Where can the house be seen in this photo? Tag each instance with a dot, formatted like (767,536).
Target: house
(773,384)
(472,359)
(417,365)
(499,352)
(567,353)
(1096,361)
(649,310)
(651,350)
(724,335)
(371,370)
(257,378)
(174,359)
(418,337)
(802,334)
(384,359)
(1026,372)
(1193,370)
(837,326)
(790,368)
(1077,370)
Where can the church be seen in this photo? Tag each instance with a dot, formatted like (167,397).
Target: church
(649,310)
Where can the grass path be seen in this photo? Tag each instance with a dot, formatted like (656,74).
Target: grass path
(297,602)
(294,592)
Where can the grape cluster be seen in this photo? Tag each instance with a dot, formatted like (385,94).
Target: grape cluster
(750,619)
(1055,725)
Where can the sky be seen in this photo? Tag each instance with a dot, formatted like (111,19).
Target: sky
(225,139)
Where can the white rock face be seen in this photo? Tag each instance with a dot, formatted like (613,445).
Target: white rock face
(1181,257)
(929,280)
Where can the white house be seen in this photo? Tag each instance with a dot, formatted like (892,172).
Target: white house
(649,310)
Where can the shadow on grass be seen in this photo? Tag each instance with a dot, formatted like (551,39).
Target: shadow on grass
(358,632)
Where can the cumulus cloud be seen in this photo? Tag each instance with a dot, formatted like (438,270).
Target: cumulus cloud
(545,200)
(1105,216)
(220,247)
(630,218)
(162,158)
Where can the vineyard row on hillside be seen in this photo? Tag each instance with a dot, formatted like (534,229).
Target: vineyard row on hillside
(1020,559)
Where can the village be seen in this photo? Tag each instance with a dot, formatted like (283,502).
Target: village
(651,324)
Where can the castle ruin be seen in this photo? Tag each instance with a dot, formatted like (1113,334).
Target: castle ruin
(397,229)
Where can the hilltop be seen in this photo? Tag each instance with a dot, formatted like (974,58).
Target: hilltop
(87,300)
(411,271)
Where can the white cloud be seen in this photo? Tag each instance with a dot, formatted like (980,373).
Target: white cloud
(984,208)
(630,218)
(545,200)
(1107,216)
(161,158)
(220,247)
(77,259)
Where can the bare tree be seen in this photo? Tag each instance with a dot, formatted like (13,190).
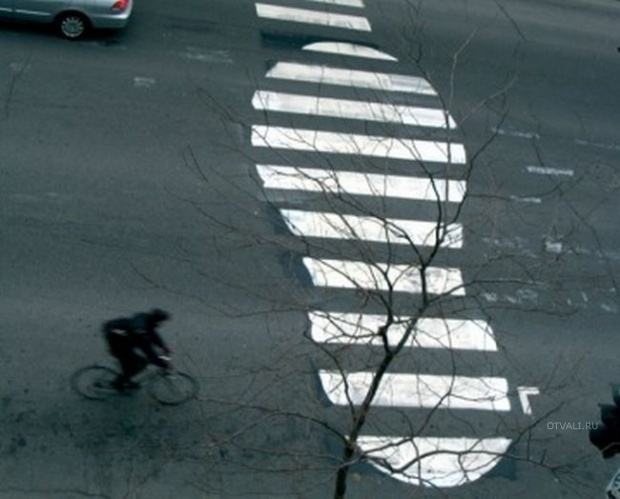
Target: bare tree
(414,299)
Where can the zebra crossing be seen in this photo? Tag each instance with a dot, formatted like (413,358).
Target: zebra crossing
(437,461)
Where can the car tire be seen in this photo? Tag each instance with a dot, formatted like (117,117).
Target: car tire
(72,25)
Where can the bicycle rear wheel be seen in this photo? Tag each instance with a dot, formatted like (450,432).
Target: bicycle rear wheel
(94,382)
(173,388)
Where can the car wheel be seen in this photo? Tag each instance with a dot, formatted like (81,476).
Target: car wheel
(72,25)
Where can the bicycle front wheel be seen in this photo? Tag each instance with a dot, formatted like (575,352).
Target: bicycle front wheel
(94,382)
(173,388)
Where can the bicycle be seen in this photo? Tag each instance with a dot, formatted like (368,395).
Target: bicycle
(167,386)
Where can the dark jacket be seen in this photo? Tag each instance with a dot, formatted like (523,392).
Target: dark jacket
(125,336)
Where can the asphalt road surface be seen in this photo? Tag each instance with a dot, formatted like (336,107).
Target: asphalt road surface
(147,167)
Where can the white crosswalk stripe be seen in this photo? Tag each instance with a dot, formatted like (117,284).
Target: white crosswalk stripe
(421,464)
(439,461)
(351,109)
(361,184)
(328,75)
(349,274)
(374,229)
(308,16)
(361,329)
(356,144)
(416,390)
(348,49)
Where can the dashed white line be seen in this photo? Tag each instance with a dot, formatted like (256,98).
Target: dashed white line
(346,3)
(350,274)
(293,14)
(541,170)
(362,329)
(373,229)
(350,78)
(349,49)
(435,461)
(356,144)
(351,109)
(362,184)
(418,390)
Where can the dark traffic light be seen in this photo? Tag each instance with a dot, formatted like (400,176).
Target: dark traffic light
(606,437)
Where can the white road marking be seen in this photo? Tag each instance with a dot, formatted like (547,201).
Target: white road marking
(328,75)
(374,229)
(553,246)
(350,274)
(525,392)
(362,329)
(418,390)
(598,145)
(463,460)
(531,200)
(209,56)
(355,144)
(293,14)
(347,3)
(540,170)
(349,49)
(361,184)
(351,109)
(143,82)
(516,133)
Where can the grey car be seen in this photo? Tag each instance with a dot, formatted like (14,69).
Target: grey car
(73,18)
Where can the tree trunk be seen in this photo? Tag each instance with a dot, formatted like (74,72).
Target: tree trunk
(343,472)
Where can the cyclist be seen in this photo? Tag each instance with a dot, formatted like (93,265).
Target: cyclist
(135,342)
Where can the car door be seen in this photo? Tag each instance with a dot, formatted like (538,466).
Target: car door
(6,8)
= = = = = = =
Given exercise.
Reproduce every one of the entries above word for word, and leave the pictures out.

Complete output.
Where can the house be seen in this photo? Tag each instance with a dot, formatted like (767,536).
Target: house
(773,384)
(472,359)
(417,365)
(499,352)
(567,353)
(1096,361)
(649,310)
(651,350)
(724,335)
(371,370)
(257,378)
(174,359)
(418,337)
(802,334)
(384,359)
(1026,372)
(1193,370)
(837,326)
(790,368)
(1077,370)
Where can the church be seen in this photo? Tag each instance with a dot, formatted like (167,397).
Target: church
(649,310)
Where can the grass path be seen in this photo? Tag each instance with a dot, formatted like (656,74).
Target: grass path
(297,602)
(294,592)
Where can the grape cluster be seen in this photo? Tag each instance with a dot, formatted like (385,94).
Target: grape cluster
(750,619)
(1055,725)
Where can the sky be seen in this photo? Tag each instance with a dot, formatted like (111,19).
Target: sky
(225,139)
Where can the white rock face be seen in this photo? Tag each instance with a dot, formatted like (613,445).
Target: white rock face
(1181,257)
(929,280)
Where can the white house be seen in this photo? Tag each instance with a dot, formatted like (892,172).
Target: white house
(649,310)
Where can the shadow on grass be seen in this photo? Tag each instance with a dot, formatted like (551,39).
Target: shadow on grass
(358,632)
Where can the cumulus cloud be seen in this photo? Tag each instance with a dot, formatted like (438,270).
Target: cumulus cloud
(545,200)
(1105,216)
(220,247)
(630,218)
(162,158)
Where can the vineyard row on hillside be seen in this photo? Tag each instance with a dot, formatted like (534,229).
Target: vineyard row on hillside
(1020,559)
Where can the village be seen in this photo? Tag each instance with a dot, formatted like (283,502).
Target: village
(651,324)
Where can the castle ruin be seen in this photo? Tag each instance with a dot, formatted like (1113,334).
Target: castle ruin
(397,229)
Where can the hilltop be seen in this photo? Tag each instance with a dot, formatted like (974,58).
Target: hilltop
(87,300)
(411,271)
Where can the white cloud be seen in this photo? Tag each instance with a dot, formatted like (980,373).
Target: white cloud
(984,208)
(630,218)
(545,200)
(1107,216)
(161,158)
(220,247)
(77,259)
Where can the bare tree be seen in this photo? Tag each instance with a dot, formatted like (13,190).
Target: bare tree
(414,299)
Where can the zebra crossing be seen in this photo? Tag each instance with a dot, formatted like (413,358).
Target: zebra crossing
(437,461)
Where can the car tire be seen in this photo? Tag each instance with a dot, formatted like (117,117).
Target: car tire
(72,25)
Where can the bicycle rear wheel be seen in this photo? Tag each instance with a dot, formatted like (450,432).
Target: bicycle rear wheel
(94,382)
(173,388)
Where can the car wheel be seen in this photo? Tag each instance with a dot, formatted like (81,476).
Target: car wheel
(72,25)
Where can the bicycle front wheel be seen in this photo? Tag each instance with a dot, formatted like (575,352).
Target: bicycle front wheel
(94,382)
(173,388)
Where can the bicycle be seen in this photo? Tag each instance with a dot, formatted like (368,395).
Target: bicycle
(167,386)
Where can the dark jacket be seen in this photo? Tag each instance with a dot, formatted like (523,392).
Target: dark jacket
(125,336)
Where can the asphalt road surface be seen in this photo? Tag each instance with a dot, formatted like (336,107).
Target: asphalt road surface
(147,167)
Where can the white crosswalk stripe be seen in this photo? Tag each instance with a dot, formatted like (117,284).
Target: white crosswalk stripe
(421,464)
(439,461)
(351,109)
(361,184)
(328,75)
(349,274)
(374,229)
(308,16)
(361,329)
(356,144)
(416,390)
(348,49)
Where can the dashed white line be seen in this photo? Tag each instance with a dot, formatted like (256,98).
Target: dashed white line
(346,3)
(350,274)
(293,14)
(541,170)
(362,329)
(373,229)
(350,78)
(349,49)
(435,461)
(356,144)
(351,109)
(362,184)
(418,390)
Where can the dark traffic light be seen in this photo? Tag each instance with a dot, formatted like (400,176).
Target: dark traffic light
(606,437)
Where can the white road marking be seen in this photo? Tag each instance with a dot, formatted like (547,201).
Target: white road marking
(328,75)
(374,229)
(553,246)
(350,274)
(525,392)
(362,329)
(418,390)
(598,145)
(463,460)
(531,200)
(209,56)
(355,144)
(293,14)
(347,3)
(540,170)
(349,49)
(361,184)
(351,109)
(143,82)
(516,133)
Where can the grey car be seen in this photo? Tag each instance with a dot, formatted like (14,69).
Target: grey car
(73,18)
Where can the tree trunk be seen in this photo? Tag each instance with a dot, formatted like (74,72).
Target: tree trunk
(343,472)
Where can the cyclist be seen in this photo? Tag each instance with a dot, formatted like (93,265).
Target: cyclist
(135,342)
Where can the car door be seen in this photo? Tag each instance with a dot, formatted like (538,466).
Target: car door
(6,8)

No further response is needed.